+++ TEXT PROVIDED +++

Abstract
Summary
Designing interventions to control gene regulation necessitates modeling a gene regulatory network by a causal graph. Currently, large-scale gene expression datasets from different conditions, cell types, disease states, and developmental time points are being collected. However, application of classical causal inference algorithms to infer gene regulatory networks based on such data is still challenging, requiring high sample sizes and computational resources. Here, we describe an algorithm that efficiently learns the differences in gene regulatory mechanisms between different conditions. Our difference causal inference (DCI) algorithm infers changes (i.e. edges that appeared, disappeared, or changed weight) between two causal graphs given gene expression data from the two conditions. This algorithm is efficient in its use of samples and computation since it infers the differences between causal graphs directly without estimating each possibly large causal graph separately. We provide a user-friendly Python implementation of DCI and also enable the user to learn the most robust difference causal graph across different tuning parameters via stability selection. Finally, we show how to apply DCI to single-cell RNA-seq data from different conditions and cell states, and we also validate our algorithm by predicting the effects of interventions.

+++ DATA TO EXAMINE +++

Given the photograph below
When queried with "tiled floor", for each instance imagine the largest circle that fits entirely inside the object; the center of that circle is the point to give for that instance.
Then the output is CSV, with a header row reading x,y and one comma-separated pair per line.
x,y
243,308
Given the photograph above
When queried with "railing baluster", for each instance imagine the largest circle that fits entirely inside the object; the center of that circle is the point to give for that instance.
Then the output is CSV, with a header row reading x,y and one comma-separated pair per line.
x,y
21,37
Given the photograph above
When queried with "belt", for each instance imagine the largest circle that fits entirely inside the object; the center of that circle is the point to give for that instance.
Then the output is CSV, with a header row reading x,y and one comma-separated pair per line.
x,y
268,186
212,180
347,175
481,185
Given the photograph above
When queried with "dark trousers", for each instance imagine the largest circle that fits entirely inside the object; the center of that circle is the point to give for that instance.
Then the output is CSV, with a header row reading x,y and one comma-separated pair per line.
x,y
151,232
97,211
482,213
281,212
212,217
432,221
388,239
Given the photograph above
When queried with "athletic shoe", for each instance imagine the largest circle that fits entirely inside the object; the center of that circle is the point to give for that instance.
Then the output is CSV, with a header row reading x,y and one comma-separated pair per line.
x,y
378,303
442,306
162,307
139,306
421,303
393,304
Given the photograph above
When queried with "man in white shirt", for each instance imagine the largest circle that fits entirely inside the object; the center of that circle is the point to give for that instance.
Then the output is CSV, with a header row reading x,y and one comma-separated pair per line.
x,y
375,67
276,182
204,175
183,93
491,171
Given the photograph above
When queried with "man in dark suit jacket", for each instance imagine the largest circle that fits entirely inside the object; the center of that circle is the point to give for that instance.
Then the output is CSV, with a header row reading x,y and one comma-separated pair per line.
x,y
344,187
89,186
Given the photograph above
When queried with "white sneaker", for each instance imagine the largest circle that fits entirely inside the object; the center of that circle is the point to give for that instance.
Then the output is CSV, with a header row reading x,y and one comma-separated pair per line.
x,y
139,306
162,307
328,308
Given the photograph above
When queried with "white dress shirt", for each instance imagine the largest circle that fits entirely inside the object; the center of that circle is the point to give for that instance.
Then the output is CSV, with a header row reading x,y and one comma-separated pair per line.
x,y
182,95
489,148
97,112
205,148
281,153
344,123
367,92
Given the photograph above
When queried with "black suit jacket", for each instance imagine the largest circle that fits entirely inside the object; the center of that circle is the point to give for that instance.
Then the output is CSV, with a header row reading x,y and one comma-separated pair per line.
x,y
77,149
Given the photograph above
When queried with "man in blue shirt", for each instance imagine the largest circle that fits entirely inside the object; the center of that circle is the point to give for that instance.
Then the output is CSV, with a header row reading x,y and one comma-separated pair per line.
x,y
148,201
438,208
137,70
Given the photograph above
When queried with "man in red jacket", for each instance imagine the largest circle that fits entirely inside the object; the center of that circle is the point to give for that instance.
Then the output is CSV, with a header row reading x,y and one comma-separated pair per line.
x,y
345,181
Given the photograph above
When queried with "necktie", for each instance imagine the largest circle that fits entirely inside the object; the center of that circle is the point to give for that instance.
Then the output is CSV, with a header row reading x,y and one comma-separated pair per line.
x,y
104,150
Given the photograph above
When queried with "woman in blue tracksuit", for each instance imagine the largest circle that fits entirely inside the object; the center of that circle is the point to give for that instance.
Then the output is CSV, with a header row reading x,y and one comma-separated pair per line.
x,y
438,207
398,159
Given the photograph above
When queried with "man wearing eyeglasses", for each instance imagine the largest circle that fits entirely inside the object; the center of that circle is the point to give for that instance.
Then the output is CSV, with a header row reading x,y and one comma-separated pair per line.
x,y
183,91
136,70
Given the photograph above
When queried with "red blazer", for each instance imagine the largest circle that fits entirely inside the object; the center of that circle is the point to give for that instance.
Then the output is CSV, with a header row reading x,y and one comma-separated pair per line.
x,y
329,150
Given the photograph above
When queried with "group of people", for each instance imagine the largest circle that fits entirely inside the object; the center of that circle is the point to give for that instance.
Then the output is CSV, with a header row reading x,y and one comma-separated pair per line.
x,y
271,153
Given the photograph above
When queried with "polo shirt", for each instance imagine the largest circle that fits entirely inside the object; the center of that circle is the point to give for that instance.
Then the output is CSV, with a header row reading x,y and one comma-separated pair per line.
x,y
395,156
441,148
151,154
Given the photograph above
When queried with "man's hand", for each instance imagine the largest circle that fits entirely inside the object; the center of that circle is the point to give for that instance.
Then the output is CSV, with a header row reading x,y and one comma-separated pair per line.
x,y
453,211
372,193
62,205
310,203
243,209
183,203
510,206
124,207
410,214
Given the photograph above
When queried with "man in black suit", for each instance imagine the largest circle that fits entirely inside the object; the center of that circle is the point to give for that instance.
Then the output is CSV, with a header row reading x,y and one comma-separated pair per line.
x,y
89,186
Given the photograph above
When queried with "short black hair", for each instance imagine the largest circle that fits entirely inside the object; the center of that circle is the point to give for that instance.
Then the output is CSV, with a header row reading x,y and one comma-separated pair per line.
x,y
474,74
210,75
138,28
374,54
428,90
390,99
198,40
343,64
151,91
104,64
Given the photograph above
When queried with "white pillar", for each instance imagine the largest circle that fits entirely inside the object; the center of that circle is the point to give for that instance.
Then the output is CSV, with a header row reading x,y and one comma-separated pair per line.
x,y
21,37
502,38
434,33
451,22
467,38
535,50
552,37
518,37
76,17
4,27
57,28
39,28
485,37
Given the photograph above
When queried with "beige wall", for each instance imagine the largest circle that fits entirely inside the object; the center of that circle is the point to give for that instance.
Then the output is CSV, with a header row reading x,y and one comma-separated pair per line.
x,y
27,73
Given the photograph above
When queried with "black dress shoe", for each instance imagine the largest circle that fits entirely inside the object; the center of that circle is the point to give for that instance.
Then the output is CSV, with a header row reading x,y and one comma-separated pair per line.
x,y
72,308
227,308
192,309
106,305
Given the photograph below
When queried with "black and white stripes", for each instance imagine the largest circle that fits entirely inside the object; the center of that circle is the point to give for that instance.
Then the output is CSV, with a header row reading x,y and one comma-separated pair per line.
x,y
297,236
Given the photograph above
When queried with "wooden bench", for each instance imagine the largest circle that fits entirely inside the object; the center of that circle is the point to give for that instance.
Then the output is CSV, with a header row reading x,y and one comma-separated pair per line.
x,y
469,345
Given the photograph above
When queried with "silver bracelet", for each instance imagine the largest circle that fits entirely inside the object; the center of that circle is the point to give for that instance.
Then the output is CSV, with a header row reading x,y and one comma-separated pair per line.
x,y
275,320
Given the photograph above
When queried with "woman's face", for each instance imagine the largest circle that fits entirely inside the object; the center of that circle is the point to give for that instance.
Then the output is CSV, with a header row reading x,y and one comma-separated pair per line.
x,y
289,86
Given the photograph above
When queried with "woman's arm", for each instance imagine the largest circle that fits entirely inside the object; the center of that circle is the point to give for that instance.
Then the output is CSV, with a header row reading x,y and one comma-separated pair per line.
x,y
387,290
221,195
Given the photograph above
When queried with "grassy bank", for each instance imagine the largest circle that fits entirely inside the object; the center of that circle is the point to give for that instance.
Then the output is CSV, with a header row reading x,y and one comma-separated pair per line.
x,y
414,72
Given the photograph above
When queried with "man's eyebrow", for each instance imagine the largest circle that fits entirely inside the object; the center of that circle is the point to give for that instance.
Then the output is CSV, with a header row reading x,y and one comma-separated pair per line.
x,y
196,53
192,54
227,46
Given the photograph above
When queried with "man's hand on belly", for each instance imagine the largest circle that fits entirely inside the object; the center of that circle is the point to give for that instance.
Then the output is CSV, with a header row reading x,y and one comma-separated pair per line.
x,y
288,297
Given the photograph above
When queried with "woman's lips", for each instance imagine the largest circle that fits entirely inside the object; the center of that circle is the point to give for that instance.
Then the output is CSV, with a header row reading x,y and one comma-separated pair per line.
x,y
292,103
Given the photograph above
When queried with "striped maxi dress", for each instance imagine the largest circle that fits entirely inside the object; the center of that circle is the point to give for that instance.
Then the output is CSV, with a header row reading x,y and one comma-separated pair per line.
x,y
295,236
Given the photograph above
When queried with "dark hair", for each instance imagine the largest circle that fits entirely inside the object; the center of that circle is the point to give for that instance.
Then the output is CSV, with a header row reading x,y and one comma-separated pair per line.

+++

* _EXERCISE INSTRUCTIONS_:
1) Based on the abstract about difference causal inference (DCI), why is the DCI algorithm efficient in its use of samples and computation? Answer in one to three sentences.
2) Continue the abstract on difference causal inference for gene regulatory networks from its last sentence.

* _ANSWERS TO THE EXERCISE_:
1) DCI is efficient in samples and computation because it infers the differences between two causal graphs directly. It does not estimate each possibly large causal graph separately.

2)
Availability and implementation
Python package freely available at http://uhlerlab.github.io/causaldag/dci.
Supplementary information
Supplementary data are available at Bioinformatics online.
1 Introduction
Biological processes from differentiation to disease progression are governed by gene regulatory networks. Various methods have been developed for inferring such networks from gene expression data (Wang and Huang, 2014), the majority by learning undirected graphs using correlations (Langfelder and Horvath, 2008), Gaussian graphical models to capture partial correlations (Friedman et al., 2008), or mutual information (Reshef et al., 2011). However, the ultimate goal is often to use gene regulatory networks to predict the effect of an intervention (small molecule, overexpression of a transcription factor, knock-out of a gene, etc.). This cannot be done using an undirected graph and necessitates modeling a gene regulatory network by a causal (directed) graph.
Causal relationships are commonly represented by a directed acyclic graph (DAG) and a variety of methods have been developed for learning causal graphs from observational data (Glymour et al., 2019). These methods have been successfully applied to learning (directed) gene regulatory networks on a small number of genes, starting with the pioneering study by Friedman et al. (2000). However, applying these methods at the whole genome-level is still challenging due to high sample size and computational requirements of the algorithms.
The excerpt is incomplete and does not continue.